● Entries taken from a collection:
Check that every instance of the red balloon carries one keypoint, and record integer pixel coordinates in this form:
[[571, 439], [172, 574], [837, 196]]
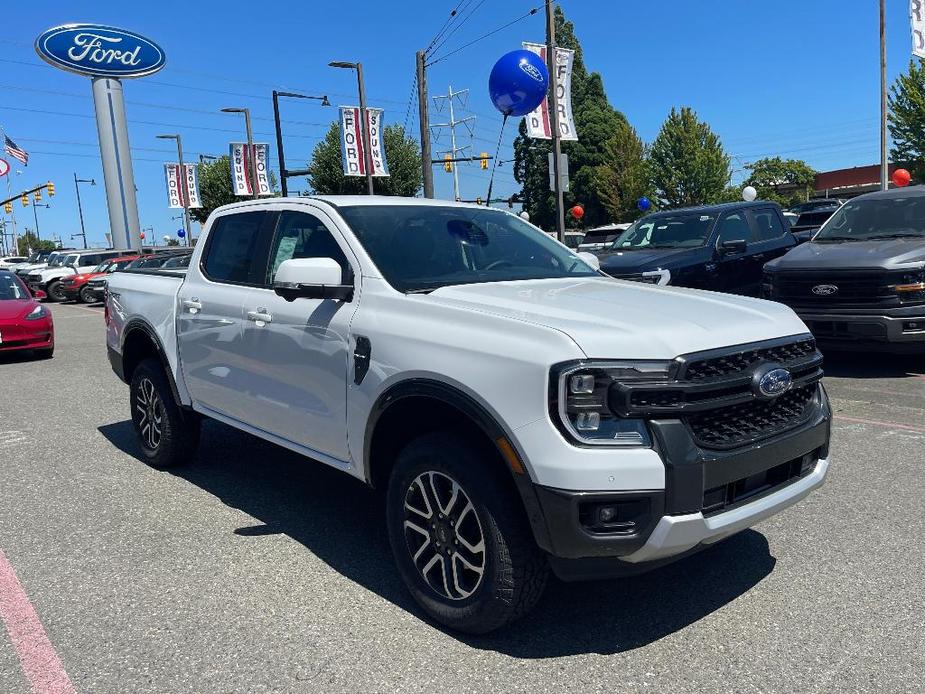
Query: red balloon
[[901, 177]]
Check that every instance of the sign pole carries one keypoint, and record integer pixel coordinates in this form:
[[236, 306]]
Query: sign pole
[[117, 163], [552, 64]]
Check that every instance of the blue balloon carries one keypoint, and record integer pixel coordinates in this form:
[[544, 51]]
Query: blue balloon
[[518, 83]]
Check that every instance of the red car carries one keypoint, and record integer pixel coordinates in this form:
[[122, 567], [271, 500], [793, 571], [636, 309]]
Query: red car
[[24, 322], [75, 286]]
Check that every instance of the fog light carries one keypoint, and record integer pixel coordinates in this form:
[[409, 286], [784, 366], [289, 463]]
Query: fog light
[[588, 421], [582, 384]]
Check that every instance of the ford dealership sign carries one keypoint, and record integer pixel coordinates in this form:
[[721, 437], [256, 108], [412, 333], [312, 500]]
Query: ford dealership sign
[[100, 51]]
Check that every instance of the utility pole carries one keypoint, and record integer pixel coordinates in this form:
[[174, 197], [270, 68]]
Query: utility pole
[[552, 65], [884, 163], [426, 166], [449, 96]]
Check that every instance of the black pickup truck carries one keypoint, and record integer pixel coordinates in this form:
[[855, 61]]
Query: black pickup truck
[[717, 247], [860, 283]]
==
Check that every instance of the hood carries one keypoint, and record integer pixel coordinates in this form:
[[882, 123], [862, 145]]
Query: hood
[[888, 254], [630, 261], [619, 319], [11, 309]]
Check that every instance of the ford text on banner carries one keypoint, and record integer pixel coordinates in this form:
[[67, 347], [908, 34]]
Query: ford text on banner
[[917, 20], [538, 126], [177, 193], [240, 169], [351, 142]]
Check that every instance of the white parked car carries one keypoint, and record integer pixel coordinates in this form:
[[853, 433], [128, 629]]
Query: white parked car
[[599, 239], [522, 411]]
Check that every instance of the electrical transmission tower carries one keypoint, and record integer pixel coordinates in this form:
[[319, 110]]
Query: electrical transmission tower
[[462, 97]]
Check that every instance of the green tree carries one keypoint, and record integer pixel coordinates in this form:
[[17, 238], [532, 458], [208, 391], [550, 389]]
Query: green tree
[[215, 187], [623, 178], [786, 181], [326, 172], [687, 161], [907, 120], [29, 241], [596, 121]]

● What you have to do:
Above are the records; from them, give again exactly the lines from the one containing "[[409, 286], [784, 366], [289, 463]]" through the one containing "[[174, 197], [270, 68]]", both included.

● Answer area:
[[409, 286], [784, 366], [289, 463]]
Query: fog light
[[588, 421], [582, 384]]
Check that every instance of the ford dealership sign carries one keypoint, and record integer pixel coordinates in this form:
[[721, 437], [256, 108], [412, 333], [312, 500]]
Query: ford dealership sign
[[100, 51]]
Check that every instance of the utility pole carries one keypoint, and record integer pixel coordinates in this form:
[[174, 197], [270, 68]]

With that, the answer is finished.